▶ [What to do] List every line of the records that contains the word "concrete".

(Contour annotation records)
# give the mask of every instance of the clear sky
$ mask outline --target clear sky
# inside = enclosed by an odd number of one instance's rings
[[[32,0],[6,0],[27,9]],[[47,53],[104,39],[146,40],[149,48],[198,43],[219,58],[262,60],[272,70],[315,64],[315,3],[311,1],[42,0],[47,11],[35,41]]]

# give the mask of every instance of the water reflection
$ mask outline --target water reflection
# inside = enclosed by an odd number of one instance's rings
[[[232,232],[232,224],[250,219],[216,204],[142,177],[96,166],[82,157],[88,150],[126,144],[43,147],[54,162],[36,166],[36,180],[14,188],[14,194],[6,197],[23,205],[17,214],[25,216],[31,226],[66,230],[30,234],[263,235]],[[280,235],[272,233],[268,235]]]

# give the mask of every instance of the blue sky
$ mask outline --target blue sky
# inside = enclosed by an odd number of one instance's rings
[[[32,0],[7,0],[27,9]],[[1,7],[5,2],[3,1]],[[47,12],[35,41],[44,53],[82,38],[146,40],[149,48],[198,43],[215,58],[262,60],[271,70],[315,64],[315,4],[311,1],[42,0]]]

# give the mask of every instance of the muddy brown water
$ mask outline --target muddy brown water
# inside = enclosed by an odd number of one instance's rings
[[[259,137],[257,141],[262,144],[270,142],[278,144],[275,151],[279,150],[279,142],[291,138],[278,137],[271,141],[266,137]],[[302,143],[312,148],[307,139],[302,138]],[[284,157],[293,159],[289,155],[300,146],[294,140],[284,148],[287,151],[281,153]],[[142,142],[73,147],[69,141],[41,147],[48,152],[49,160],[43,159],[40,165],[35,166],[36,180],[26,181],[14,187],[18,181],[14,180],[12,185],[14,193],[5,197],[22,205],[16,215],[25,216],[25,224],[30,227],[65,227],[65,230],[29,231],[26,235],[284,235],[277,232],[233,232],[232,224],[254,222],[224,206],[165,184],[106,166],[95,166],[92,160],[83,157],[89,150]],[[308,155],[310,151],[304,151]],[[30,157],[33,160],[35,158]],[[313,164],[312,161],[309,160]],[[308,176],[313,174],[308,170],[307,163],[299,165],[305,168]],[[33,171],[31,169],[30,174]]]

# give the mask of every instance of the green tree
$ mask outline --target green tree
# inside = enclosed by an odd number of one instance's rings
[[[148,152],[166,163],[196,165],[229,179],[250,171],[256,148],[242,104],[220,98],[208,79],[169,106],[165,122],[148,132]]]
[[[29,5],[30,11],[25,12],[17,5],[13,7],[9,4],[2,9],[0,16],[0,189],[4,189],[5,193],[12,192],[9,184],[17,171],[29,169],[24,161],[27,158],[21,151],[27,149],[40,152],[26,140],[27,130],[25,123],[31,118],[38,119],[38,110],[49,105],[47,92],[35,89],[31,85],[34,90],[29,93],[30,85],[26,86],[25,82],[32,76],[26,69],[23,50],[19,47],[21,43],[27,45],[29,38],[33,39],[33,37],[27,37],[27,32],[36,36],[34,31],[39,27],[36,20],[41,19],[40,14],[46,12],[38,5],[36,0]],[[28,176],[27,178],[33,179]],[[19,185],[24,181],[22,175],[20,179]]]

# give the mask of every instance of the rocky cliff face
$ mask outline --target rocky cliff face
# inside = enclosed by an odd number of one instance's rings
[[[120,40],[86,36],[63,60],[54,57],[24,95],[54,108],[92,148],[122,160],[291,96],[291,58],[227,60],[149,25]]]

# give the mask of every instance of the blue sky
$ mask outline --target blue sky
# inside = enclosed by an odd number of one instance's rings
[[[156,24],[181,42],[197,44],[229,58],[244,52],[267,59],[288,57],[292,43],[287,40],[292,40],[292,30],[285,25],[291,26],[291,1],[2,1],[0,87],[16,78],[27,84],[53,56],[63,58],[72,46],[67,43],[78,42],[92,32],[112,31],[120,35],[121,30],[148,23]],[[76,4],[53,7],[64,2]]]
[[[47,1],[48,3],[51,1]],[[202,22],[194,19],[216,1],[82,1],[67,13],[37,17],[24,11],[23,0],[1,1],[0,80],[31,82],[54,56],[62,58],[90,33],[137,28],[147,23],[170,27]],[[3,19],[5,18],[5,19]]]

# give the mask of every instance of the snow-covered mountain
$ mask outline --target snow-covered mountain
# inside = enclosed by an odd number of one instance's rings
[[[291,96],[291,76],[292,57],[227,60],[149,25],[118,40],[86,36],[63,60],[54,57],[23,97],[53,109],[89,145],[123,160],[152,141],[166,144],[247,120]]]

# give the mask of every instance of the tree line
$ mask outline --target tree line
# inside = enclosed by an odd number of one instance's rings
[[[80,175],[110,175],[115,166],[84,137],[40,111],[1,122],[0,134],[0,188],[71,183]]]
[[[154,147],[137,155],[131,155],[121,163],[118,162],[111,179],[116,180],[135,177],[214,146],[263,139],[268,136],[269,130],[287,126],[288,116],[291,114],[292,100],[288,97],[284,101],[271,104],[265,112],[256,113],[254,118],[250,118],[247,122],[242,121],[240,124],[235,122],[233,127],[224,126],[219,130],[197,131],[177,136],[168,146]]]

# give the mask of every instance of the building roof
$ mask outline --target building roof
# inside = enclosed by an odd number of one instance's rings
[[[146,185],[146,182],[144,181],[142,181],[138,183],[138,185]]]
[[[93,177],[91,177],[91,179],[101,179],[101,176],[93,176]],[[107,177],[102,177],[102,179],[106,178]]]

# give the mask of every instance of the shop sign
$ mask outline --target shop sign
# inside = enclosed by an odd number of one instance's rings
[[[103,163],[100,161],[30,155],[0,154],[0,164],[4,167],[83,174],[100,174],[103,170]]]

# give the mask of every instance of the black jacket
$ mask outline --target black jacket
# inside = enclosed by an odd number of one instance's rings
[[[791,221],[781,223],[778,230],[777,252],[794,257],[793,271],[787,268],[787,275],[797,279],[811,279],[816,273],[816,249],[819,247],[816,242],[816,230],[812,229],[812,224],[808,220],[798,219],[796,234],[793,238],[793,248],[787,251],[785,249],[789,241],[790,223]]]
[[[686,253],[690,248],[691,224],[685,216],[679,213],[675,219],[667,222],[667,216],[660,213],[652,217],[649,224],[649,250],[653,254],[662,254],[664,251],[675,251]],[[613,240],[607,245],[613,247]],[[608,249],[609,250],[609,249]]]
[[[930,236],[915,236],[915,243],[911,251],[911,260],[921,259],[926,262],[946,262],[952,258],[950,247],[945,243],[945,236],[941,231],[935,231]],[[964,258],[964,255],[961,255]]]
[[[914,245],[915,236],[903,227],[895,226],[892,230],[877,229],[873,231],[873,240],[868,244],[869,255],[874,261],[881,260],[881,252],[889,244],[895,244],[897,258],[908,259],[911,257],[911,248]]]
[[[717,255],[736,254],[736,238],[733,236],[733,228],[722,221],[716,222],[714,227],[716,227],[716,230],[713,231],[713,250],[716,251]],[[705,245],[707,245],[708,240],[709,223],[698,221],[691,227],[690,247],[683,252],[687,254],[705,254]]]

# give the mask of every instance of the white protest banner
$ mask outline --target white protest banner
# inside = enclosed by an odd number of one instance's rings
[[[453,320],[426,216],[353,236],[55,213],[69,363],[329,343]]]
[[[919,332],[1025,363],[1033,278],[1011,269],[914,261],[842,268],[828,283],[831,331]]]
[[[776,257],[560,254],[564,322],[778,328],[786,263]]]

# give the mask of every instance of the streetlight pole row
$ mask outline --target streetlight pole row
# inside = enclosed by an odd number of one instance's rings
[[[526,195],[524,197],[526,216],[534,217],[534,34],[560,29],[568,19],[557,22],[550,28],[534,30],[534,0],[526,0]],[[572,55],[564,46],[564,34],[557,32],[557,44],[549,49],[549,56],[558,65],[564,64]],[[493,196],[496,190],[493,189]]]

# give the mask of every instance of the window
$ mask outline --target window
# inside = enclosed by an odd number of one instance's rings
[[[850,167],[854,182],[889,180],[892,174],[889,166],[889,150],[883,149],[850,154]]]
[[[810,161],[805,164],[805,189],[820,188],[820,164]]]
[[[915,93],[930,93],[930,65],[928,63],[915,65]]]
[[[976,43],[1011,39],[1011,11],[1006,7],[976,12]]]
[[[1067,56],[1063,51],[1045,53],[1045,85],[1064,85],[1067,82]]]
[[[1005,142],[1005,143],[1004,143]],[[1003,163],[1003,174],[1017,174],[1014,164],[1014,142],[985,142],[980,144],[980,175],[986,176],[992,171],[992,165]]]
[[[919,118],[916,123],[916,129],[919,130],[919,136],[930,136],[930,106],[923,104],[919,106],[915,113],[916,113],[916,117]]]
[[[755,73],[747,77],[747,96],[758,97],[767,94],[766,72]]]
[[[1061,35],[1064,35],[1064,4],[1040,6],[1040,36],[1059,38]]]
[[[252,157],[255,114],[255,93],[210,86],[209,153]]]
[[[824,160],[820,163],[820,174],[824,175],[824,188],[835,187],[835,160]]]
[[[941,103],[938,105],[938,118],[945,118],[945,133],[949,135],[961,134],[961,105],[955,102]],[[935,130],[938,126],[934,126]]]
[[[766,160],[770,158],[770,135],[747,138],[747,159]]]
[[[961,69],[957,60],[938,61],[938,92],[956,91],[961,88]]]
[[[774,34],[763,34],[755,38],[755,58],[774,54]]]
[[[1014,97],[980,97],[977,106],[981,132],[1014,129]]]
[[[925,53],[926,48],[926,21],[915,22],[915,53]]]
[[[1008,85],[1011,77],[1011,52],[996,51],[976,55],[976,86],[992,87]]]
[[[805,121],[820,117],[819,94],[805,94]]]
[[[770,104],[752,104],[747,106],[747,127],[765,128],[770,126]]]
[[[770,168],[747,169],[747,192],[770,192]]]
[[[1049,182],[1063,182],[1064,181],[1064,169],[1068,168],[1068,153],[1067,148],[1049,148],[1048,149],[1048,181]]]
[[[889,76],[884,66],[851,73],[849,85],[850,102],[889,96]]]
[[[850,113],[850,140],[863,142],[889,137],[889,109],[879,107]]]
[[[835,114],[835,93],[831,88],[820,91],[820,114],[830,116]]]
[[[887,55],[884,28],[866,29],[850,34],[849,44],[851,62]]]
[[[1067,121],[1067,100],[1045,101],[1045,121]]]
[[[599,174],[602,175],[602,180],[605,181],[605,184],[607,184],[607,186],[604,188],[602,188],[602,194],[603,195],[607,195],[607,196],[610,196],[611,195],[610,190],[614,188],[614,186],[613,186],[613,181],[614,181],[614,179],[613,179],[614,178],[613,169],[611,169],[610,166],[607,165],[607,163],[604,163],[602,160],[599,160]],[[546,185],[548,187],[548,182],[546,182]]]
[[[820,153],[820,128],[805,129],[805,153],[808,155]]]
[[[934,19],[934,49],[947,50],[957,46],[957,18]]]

==

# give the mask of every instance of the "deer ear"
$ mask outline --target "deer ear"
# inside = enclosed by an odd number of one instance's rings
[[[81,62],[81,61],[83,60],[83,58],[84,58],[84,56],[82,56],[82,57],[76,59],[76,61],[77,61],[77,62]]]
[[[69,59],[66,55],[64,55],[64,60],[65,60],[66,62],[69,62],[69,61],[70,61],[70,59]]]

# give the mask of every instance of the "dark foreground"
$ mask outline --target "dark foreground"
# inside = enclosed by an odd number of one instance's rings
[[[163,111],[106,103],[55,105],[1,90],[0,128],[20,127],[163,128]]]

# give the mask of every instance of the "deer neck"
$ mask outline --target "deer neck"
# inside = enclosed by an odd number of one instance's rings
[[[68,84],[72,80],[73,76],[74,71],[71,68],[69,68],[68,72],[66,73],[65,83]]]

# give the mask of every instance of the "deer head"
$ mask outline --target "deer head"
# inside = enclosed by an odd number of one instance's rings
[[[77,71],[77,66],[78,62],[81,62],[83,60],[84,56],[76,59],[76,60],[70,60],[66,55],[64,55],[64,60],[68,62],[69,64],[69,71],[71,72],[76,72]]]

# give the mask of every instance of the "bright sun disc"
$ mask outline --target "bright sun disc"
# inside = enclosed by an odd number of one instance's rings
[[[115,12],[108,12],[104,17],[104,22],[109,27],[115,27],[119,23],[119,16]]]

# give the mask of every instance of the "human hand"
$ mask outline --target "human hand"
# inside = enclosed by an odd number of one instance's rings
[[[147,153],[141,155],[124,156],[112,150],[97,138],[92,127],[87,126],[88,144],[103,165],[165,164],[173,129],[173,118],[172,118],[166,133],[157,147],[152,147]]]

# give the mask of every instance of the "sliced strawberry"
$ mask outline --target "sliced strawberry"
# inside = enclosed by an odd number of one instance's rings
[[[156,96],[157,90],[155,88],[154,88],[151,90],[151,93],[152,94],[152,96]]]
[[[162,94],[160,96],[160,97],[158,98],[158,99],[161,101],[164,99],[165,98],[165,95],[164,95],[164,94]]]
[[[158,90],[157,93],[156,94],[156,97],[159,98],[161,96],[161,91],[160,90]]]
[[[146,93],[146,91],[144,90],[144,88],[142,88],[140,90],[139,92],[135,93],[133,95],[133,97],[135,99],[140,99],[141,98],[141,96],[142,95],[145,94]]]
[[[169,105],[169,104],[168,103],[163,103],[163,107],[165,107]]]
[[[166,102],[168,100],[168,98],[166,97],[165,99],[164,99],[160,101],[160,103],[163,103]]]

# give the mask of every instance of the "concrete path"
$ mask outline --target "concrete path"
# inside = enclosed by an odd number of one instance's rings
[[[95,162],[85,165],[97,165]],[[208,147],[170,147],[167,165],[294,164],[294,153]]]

--

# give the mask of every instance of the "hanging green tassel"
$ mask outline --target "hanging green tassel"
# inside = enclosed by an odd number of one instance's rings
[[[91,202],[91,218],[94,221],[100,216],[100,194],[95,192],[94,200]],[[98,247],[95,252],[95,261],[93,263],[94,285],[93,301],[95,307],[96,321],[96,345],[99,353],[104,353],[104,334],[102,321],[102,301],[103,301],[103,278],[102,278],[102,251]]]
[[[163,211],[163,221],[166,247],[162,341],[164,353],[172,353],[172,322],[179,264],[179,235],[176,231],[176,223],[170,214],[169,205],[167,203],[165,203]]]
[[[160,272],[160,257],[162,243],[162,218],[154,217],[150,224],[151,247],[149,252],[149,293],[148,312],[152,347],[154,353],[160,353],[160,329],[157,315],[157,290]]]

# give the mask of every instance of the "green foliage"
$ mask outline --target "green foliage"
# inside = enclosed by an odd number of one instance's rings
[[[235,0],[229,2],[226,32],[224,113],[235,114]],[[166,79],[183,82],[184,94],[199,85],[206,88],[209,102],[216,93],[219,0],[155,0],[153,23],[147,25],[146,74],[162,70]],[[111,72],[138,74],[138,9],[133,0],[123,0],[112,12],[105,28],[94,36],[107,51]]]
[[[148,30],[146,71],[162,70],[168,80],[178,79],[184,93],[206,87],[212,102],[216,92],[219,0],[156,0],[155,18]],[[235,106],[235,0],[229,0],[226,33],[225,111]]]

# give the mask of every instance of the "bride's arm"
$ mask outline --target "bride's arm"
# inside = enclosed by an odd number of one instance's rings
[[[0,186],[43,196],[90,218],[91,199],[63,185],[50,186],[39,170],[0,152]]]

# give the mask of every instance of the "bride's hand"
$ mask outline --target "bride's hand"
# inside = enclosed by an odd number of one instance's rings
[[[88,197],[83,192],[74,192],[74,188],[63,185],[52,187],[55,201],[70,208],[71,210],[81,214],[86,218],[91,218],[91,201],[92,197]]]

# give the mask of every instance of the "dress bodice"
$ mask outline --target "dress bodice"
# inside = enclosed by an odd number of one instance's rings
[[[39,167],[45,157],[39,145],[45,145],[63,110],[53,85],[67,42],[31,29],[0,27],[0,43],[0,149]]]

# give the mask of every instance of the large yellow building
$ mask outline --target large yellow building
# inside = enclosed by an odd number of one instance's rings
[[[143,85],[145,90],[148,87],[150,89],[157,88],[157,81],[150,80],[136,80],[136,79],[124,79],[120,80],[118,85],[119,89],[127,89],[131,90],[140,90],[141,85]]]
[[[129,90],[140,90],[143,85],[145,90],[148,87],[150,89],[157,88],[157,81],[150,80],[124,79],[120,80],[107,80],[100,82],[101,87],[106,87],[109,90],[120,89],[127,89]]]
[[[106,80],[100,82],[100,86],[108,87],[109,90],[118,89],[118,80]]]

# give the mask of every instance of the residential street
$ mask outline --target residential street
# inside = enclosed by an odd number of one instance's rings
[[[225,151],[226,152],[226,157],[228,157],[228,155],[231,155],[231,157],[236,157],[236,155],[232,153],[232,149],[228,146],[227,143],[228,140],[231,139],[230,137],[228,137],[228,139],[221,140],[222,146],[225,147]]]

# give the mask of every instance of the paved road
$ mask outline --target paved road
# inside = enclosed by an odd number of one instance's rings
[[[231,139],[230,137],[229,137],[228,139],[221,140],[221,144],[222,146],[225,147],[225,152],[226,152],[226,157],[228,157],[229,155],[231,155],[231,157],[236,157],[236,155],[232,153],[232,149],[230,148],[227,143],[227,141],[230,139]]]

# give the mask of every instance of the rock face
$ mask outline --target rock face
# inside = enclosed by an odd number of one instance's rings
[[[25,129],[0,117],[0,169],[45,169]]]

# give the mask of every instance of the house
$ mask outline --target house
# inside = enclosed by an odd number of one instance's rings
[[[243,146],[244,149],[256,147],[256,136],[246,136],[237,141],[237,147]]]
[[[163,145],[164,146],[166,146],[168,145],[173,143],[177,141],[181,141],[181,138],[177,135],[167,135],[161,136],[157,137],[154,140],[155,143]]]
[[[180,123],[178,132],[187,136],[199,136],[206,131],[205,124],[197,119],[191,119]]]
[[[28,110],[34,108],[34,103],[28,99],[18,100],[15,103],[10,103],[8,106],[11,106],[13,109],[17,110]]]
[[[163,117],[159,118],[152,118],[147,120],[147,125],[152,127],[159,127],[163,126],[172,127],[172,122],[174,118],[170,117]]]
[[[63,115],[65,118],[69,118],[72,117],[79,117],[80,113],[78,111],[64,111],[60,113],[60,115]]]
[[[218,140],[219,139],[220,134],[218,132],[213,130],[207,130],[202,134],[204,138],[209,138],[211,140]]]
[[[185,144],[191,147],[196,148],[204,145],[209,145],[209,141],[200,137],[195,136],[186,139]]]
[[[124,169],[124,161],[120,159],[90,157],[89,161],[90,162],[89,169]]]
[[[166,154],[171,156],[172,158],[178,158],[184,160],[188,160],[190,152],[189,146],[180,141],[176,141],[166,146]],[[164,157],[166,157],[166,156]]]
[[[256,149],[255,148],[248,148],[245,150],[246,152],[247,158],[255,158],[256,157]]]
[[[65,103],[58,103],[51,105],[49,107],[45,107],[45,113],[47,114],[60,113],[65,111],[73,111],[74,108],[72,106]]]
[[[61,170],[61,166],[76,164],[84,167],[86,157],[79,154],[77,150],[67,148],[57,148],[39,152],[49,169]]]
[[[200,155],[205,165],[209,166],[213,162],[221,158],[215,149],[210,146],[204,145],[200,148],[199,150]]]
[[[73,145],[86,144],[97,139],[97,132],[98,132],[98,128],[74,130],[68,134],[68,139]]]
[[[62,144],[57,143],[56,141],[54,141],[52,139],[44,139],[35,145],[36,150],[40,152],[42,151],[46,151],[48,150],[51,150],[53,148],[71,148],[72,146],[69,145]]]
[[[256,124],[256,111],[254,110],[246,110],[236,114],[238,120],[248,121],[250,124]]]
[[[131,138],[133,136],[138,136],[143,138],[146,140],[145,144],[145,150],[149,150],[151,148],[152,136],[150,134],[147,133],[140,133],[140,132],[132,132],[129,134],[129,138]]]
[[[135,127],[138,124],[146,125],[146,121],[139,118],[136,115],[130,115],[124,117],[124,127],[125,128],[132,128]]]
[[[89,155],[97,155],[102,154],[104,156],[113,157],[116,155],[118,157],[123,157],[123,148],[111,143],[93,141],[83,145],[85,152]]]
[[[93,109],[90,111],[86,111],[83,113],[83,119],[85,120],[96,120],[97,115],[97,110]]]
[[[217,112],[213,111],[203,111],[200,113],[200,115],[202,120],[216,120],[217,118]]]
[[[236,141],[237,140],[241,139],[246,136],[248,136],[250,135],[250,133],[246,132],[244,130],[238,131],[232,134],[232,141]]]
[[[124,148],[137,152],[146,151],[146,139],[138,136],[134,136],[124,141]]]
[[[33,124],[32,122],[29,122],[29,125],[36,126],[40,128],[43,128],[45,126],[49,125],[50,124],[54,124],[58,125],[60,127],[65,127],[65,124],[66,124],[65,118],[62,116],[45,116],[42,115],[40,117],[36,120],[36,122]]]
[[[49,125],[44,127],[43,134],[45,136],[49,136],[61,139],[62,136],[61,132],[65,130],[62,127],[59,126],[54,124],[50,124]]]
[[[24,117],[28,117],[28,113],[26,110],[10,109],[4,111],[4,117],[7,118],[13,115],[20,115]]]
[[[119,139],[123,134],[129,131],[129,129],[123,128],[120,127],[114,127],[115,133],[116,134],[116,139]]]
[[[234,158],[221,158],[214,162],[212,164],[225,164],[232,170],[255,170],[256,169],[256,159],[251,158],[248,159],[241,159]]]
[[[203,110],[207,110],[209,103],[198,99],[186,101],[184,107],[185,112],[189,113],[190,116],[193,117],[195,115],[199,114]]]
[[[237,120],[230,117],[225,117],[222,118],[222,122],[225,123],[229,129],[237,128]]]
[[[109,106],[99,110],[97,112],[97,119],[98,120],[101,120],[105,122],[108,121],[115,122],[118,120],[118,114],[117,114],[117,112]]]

▶ [The response]
# give the mask of every instance of the "concrete path"
$ mask outline --target "concrete path"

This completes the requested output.